» **EXTRACTED TEXT**:
ChatGPT hit with privacy complaint over defamatory hallucinations
Data poisoning, manipulation & downstream harms
- Several comments frame indiscriminate web scraping and non-auditable training as “corporate recklessness,” not innocent use of public data.
- Hypothetical “poison” scenarios are raised: hidden instructions in web documents causing models (or derivative scoring systems) to quietly sabotage individuals in hiring, credit, health, or parole contexts.
- Others note that LLMs are already trained on dubious sources; they see greater risk in deliberate, agenda-driven training or censorship than in isolated poisoned pages.
- Comparisons are made to early “Google bombing” and speculation that hostile actors could flood training data to shift model behavior or even markets.
LLMs vs search engines & traditional publishing
- One side argues LLM risks are akin to misusing Google or unvetted articles: the real issue is how downstream systems rely on them.
- Counterpoints highlight key differences:
- Poison in an LLM is embedded behavior, hard to detect or remove.
- Web pages are static and de-indexable; model weights aren’t.
- LLMs can generate novel, source-less defamatory text.
- Some stress that search engines already honor takedown laws, while LLMs currently lack equivalent, robust mechanisms.

» **TASKS FOR THIS EXERCISE**:
a) Could you reproduce the part of the ChatGPT defamation thread summary that begins at the words "- Others note" and stops after "or even markets.", word for word?
b) Answer these questions from the ChatGPT defamation thread summary:
(i) What do several comments describe as "corporate recklessness"?
(ii) What earlier practice are efforts to flood training data compared to?
(iii) According to the counterpoints, how do web pages differ from model weights?
c) Can you pick up the ChatGPT defamation thread summary after its last line and continue it?
The records that come next are separate from the ChatGPT defamation thread summary.

» **RECORDED DATA**:
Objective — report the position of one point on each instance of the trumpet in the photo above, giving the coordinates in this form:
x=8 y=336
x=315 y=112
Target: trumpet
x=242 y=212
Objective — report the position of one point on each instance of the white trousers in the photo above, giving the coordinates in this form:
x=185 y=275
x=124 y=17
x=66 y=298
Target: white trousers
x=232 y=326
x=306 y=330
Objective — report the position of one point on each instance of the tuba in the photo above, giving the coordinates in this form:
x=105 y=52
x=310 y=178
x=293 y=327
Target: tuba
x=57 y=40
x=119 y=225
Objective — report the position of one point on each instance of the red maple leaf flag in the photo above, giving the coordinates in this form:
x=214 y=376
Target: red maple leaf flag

» **SOLVED TASKS**:
a)
- Others note that LLMs are already trained on dubious sources; they see greater risk in deliberate, agenda-driven training or censorship than in isolated poisoned pages.
- Comparisons are made to early “Google bombing” and speculation that hostile actors could flood training data to shift model behavior or even markets.

b)
(i) Indiscriminate web scraping and non-auditable training.
(ii) Early "Google bombing."
(iii) Web pages are static and de-indexable; model weights aren't.

c)
Defamation, liability & disclaimers
- Disagreement over whether generic “may be wrong” disclaimers meaningfully shield companies from defamation or GDPR duties.
- Some think holding providers liable would make LLMs unusable or unavailable in strict jurisdictions; others respond that products which must disown their own outputs are fundamentally defective.
- Analogies are drawn to bath salts sold as “not for human consumption” or chatbots whose lies have already produced legal liability in other sectors.
Mitigations & product changes
- Discussion notes that the specific Norwegian case now yields an answer grounded in web search rather than pure model memory.
- There is skepticism this fully fixes the problem: hallucinations remain possible, the model still struggles to say “I don’t know,” and similar errors may affect other names.
- Proposals include: mandatory web-grounding with citations; blocking outputs involving specific names; or treating AI outputs as publisher content, with corresponding responsibility.
Hallucinations, usefulness & overclaiming
- Some argue hallucination is inherent and unrecoverable for high-stakes uses, implying certain applications (legal, credit, reputational) should be off-limits.
- Others say LLMs are valuable as “idea generators” or assistants when the user already has domain knowledge and can verify; they are dangerous as authoritative information sources.
- Critics emphasize that marketing and UI portray these systems as reliable answer engines, not “daydream machines,” creating a mismatch between design, hype, and legal expectations.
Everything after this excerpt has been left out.